### TEXT

One of these owls is playing to win.

“Gettin’ real sick of your shit, Paul.”

Timmy may go for the most interesting character backstories or amusing plot advancement, and is okay with fudging with numbers, continuity, and even dice rolls to keep everything enjoyable.  Spike on the other hand gets their enjoyment from min/maxing their characters for highest effectiveness, will argue for every advantage, and want to take the most efficient routes to every goal.  When players that tend toward either extreme are at the table, you might see a Timmy get irritated at a Spike for taking up 10 minutes just to eke out a minor bonus, or a Spike insulting a Timmy for making a sub-optimal choice or action for RP reasons.

And sometimes the disagreement is on a completely different axis.  For some people, Timmy or Spike, the game itself is the source of the fun.  Getting the most gameplay packed into the few hours everyone has together is their preferred type of session.  For others, the social company and conversations are the main appeal.  They enjoy the game, but have no qualms about “wasting” half the session with goofing around or chatting OOC about their week.

### EXERCISE
Continue the text about clashing player styles at the tabletop gaming table, starting right after its final sentence.

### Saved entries
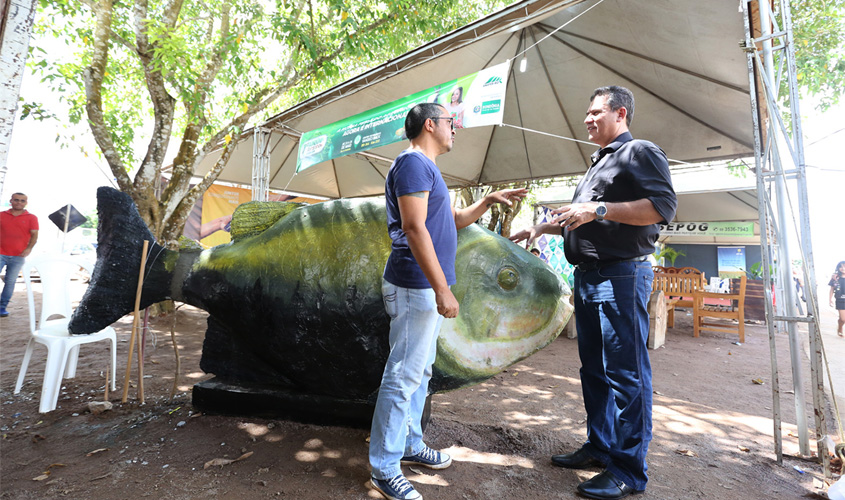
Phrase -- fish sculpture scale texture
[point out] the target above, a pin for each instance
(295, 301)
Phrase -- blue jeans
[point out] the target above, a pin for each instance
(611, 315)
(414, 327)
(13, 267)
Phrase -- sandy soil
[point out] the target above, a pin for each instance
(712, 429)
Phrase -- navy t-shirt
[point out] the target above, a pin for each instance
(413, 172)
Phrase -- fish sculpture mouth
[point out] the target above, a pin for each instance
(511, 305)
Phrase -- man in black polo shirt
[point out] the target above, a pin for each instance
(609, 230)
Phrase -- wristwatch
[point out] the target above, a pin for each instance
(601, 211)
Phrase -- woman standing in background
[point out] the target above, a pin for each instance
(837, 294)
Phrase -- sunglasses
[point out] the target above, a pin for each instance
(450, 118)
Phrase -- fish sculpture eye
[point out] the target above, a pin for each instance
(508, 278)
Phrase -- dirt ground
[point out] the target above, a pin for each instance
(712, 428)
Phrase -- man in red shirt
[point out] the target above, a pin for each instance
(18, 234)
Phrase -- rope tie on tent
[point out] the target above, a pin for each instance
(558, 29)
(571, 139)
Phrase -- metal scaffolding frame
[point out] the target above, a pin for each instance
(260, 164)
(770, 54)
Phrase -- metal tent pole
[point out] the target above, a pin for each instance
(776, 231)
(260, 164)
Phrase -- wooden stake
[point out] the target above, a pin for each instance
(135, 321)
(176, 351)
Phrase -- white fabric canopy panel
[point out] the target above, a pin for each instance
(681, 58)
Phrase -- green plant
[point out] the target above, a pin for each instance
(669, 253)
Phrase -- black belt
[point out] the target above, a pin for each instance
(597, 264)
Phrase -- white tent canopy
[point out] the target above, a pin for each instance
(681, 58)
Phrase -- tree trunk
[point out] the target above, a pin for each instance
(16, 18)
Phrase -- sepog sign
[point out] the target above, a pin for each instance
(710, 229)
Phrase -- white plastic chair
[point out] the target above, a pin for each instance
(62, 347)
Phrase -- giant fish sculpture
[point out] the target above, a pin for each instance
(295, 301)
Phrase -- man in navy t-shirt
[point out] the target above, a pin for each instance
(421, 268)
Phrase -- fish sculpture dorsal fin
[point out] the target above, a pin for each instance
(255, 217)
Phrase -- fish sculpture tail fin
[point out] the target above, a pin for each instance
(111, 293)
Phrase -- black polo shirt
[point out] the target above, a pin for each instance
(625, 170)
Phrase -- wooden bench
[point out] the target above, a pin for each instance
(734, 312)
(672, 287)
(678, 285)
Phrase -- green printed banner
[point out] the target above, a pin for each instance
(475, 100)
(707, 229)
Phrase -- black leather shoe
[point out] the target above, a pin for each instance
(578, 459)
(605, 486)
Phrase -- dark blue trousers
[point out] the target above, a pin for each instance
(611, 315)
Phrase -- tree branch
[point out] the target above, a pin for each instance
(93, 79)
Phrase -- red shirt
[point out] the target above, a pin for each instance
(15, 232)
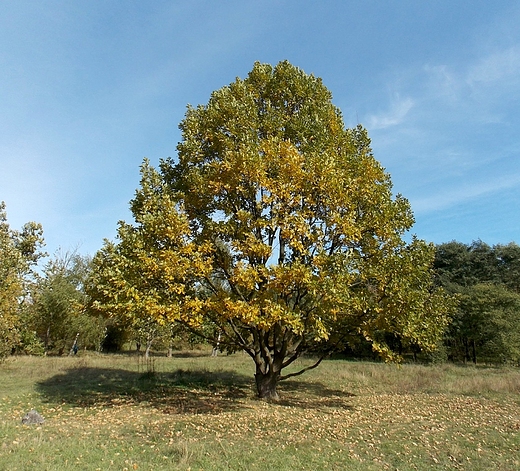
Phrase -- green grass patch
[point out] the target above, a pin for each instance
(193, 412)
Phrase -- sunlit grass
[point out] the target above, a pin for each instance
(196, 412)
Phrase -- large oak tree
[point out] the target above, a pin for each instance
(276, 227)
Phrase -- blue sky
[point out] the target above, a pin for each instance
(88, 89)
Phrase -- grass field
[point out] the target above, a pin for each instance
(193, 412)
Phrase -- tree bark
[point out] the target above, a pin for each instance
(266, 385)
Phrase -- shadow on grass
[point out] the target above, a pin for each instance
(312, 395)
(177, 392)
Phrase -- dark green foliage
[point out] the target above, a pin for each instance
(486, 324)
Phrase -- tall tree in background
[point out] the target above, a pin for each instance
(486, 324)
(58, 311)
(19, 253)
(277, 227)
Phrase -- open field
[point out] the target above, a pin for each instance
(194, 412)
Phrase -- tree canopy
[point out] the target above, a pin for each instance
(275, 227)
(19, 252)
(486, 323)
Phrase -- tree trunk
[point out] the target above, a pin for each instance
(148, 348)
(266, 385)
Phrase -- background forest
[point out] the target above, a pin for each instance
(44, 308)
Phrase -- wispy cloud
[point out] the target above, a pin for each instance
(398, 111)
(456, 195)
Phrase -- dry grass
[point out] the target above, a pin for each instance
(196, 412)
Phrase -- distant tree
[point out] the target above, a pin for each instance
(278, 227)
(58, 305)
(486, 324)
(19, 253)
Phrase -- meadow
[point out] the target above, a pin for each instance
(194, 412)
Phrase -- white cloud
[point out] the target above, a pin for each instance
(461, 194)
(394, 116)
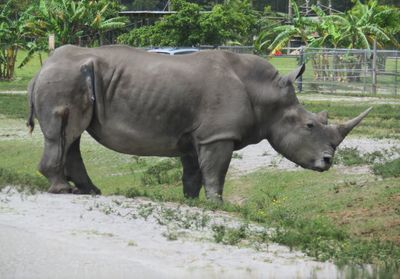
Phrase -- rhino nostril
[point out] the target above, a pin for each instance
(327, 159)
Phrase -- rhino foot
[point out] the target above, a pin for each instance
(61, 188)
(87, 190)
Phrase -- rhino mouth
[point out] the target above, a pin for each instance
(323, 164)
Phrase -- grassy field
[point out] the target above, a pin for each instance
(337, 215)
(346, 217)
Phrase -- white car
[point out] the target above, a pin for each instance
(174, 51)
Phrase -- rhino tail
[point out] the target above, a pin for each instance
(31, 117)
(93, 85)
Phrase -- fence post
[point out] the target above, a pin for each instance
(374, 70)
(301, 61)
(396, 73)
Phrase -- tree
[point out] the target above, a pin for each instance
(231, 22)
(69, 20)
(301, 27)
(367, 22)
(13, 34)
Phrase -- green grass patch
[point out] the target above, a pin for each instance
--
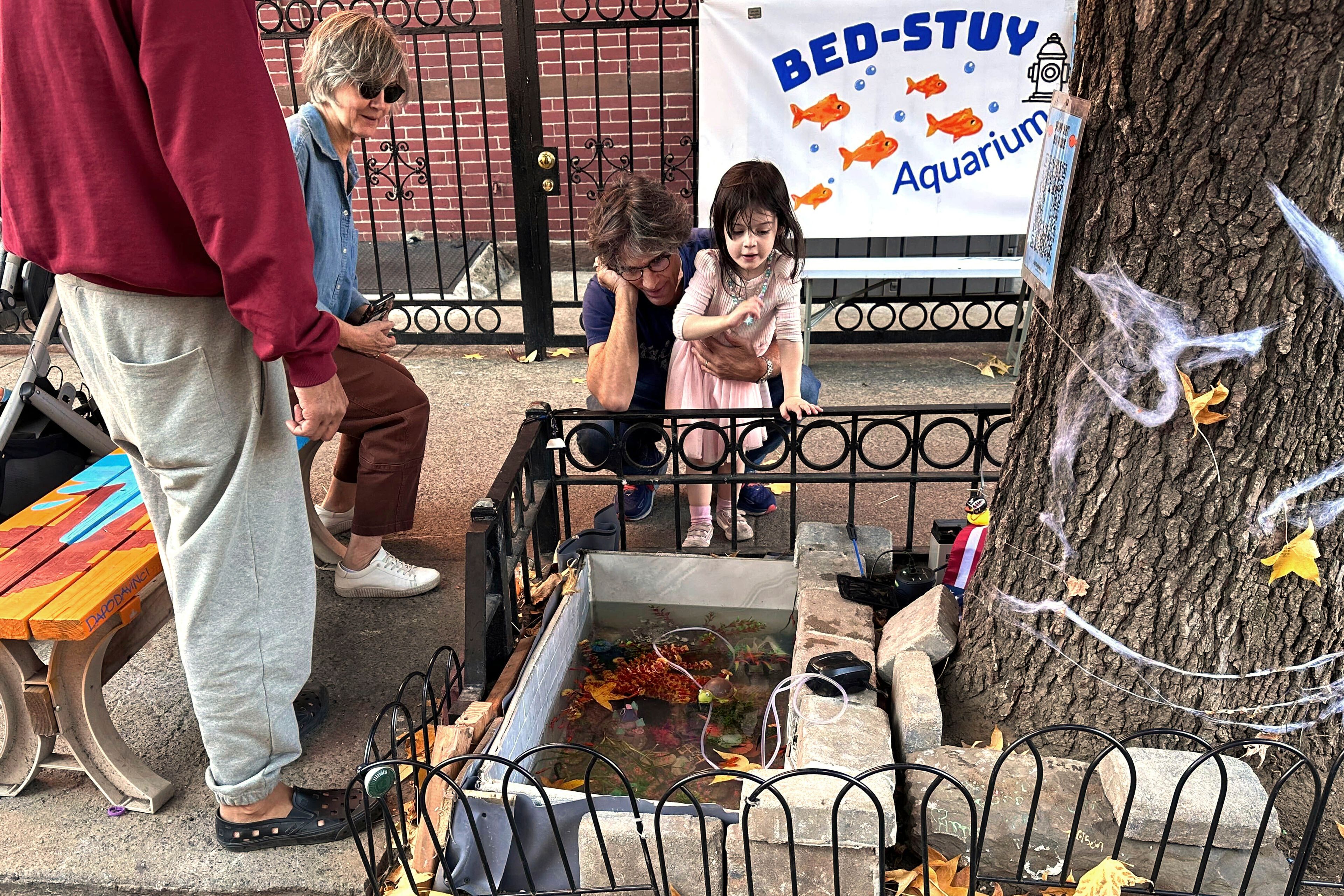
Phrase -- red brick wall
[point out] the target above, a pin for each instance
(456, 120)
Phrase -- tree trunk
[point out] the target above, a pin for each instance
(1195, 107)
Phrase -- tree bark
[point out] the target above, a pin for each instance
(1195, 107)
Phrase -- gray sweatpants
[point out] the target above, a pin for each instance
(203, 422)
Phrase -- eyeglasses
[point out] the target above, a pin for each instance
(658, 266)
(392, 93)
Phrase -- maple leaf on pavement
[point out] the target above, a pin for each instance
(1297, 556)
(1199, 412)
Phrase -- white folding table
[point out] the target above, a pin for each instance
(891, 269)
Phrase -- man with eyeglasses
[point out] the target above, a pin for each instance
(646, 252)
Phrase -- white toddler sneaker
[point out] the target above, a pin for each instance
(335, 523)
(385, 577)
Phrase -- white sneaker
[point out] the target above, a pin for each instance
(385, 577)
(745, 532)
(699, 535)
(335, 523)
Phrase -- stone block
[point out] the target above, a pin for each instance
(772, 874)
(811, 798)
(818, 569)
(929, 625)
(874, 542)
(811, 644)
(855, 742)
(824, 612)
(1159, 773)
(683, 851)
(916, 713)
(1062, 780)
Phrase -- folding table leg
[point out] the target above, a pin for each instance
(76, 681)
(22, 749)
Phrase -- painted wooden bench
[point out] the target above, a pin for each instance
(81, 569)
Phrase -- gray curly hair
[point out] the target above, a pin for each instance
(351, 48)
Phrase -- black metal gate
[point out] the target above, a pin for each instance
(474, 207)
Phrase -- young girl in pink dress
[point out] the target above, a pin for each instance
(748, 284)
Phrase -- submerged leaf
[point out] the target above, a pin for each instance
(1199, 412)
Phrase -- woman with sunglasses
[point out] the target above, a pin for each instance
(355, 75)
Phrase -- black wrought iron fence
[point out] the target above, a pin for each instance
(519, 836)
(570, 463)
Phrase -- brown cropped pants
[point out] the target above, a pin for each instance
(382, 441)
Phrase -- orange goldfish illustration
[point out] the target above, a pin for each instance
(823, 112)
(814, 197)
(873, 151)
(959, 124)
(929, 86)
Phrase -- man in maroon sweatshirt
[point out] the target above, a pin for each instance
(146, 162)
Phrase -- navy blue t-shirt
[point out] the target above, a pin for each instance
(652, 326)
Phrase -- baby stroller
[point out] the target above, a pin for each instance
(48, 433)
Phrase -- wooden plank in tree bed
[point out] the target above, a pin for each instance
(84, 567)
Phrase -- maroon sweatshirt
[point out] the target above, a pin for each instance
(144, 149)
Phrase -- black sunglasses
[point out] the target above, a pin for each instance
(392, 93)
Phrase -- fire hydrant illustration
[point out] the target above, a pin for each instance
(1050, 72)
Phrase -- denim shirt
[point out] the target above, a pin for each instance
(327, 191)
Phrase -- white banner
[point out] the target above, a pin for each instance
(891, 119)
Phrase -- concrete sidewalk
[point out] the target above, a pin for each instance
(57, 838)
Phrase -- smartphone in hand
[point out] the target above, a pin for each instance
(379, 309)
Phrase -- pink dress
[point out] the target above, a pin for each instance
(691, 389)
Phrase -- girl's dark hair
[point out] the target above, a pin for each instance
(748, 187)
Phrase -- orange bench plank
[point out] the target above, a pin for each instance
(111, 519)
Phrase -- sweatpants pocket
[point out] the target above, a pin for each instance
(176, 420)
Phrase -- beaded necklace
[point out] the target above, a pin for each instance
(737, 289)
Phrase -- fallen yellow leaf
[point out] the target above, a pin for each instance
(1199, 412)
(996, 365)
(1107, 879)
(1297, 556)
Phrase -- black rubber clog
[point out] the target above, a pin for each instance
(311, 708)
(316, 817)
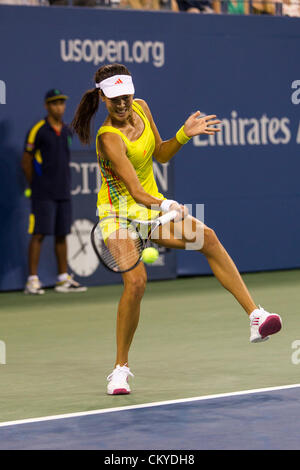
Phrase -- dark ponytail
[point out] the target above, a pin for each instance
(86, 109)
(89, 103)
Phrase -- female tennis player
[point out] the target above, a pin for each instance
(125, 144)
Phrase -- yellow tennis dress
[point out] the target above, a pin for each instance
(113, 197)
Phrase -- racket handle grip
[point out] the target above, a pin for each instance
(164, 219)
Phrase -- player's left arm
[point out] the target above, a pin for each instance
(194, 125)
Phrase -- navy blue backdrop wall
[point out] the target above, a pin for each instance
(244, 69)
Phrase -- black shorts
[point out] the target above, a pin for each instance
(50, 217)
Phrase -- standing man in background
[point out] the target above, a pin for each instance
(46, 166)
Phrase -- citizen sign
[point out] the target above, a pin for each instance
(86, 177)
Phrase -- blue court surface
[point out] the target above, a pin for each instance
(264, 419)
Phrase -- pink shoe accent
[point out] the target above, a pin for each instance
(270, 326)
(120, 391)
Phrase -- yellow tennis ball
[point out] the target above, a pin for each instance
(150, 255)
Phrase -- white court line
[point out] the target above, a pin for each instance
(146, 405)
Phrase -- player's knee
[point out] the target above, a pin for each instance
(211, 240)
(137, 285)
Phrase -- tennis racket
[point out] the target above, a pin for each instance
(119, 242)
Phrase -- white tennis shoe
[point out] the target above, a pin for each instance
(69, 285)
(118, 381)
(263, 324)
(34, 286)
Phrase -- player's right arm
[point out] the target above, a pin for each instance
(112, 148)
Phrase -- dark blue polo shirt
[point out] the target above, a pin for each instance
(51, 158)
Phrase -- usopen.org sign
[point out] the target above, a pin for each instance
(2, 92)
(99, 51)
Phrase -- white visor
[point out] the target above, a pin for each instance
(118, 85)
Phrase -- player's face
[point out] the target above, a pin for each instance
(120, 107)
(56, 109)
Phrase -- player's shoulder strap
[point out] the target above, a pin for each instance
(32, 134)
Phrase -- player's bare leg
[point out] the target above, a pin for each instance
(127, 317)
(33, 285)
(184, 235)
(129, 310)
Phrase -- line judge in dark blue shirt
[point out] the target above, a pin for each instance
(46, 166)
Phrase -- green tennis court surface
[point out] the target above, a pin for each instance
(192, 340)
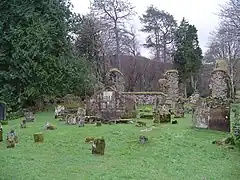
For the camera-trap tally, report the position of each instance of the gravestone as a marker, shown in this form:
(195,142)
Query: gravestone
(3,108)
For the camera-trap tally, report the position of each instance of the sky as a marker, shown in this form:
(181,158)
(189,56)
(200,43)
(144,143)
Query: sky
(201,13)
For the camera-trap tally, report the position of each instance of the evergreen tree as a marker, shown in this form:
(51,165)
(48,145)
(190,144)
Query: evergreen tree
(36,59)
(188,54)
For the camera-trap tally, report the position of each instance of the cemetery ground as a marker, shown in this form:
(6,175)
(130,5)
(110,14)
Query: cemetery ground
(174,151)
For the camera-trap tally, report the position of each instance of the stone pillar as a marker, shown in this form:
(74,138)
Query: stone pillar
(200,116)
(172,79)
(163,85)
---
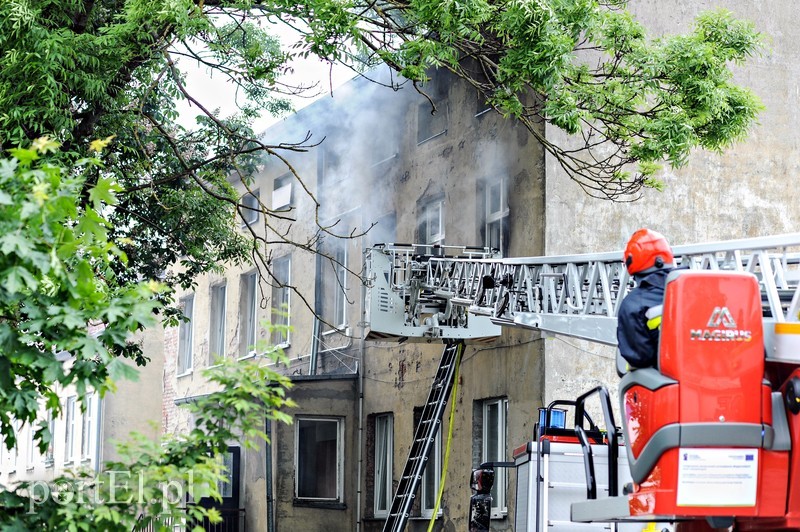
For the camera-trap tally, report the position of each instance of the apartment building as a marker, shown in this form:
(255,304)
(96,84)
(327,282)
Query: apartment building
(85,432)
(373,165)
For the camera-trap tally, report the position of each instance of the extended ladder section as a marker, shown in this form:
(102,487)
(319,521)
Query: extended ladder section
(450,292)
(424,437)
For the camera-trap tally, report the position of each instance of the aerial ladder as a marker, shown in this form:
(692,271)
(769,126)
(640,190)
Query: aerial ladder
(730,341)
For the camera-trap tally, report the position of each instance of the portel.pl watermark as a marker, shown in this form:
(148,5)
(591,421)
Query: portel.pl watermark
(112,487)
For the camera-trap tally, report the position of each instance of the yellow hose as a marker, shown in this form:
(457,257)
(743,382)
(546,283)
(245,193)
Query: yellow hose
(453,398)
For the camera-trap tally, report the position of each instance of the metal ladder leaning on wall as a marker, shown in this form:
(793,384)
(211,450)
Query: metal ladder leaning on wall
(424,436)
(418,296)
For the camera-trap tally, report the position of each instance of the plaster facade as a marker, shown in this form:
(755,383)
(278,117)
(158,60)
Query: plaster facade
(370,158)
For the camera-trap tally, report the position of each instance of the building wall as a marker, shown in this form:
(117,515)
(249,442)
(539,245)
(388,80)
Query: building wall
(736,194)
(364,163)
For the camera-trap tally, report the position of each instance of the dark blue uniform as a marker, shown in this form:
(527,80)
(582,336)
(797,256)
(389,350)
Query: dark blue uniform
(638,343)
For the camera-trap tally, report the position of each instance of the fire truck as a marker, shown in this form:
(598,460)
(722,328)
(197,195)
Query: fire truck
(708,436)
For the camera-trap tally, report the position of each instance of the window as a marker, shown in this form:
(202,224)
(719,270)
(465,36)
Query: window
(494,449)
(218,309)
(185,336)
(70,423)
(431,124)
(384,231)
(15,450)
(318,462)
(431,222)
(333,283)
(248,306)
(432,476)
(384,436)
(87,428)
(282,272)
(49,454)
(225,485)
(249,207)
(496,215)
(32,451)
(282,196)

### ANSWER TO THIS PROBLEM
And this conflict can exist in the GM too. It can be hard for GMs to toe the line between keeping everyone on track, but also not seeming like a taskmaster forcing people to play when they’re enjoying an amusing anecdote someone is sharing.

The most important thing to ensure is that most “discipline” at the table does come from the GM, rather than letting things get to the point where players are sniping at each other to “pay attention” or “relax, it’s just a game.”  The GM should gauge the mood at the table, or come right out and ask for a vote. Make sure to use language like “I feel like I might not be running the game tight enough, who thinks it should be more focused?” or “Is the game moving too quickly? Should I slow down and give you guys more breathing room?”

Based in part on your own preferred style of GMing, try to go by the majority of players’ preference, and talk to those in the minority about how the experience could be more enjoyable to them. Some players might want to focus more on the game because they’re the “newbie” of the group, and feel left out of most of the conversations or inside jokes.  Others might prefer the social aspects of gaming because they feel incompetent at the game, or aren’t really engaged in their character or the story.  Talk to your players, or if you’re a player talk to your GM, and nip such disagreements or feelings of alienation in the bud before they cause real, lasting drama.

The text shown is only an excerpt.